GIVEN TASK:
Show each line in the listing below that contains the word "rock", copying it in full.

RECORDED INFORMATION:
————————

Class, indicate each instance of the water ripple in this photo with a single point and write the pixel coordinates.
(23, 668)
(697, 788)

————————

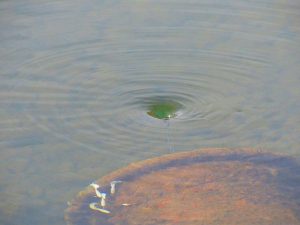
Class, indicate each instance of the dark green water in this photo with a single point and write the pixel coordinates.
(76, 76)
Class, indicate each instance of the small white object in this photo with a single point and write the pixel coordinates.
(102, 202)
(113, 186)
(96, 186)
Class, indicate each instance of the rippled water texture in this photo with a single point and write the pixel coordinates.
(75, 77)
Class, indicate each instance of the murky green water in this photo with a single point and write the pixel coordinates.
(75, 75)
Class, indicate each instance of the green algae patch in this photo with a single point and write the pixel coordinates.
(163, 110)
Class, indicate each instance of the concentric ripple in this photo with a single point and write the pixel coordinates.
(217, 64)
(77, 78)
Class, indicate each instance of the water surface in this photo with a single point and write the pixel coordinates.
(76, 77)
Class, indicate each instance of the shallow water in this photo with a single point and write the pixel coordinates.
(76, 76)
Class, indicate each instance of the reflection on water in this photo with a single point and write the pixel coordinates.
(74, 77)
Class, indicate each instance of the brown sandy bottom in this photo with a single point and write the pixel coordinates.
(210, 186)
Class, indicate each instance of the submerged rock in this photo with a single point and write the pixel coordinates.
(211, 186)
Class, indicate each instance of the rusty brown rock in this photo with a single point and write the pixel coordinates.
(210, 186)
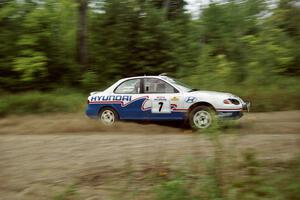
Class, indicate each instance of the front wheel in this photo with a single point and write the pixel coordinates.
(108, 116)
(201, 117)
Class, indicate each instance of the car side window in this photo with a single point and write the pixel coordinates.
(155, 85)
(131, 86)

————————

ANSWER FOR THIS EXERCISE:
Class, indicate each instance of the submerged rock in this photo with a single point and write the pixel coordinates.
Class, indicate each instance of the rusty brown rock in this photo with a single point and write the pixel coordinates.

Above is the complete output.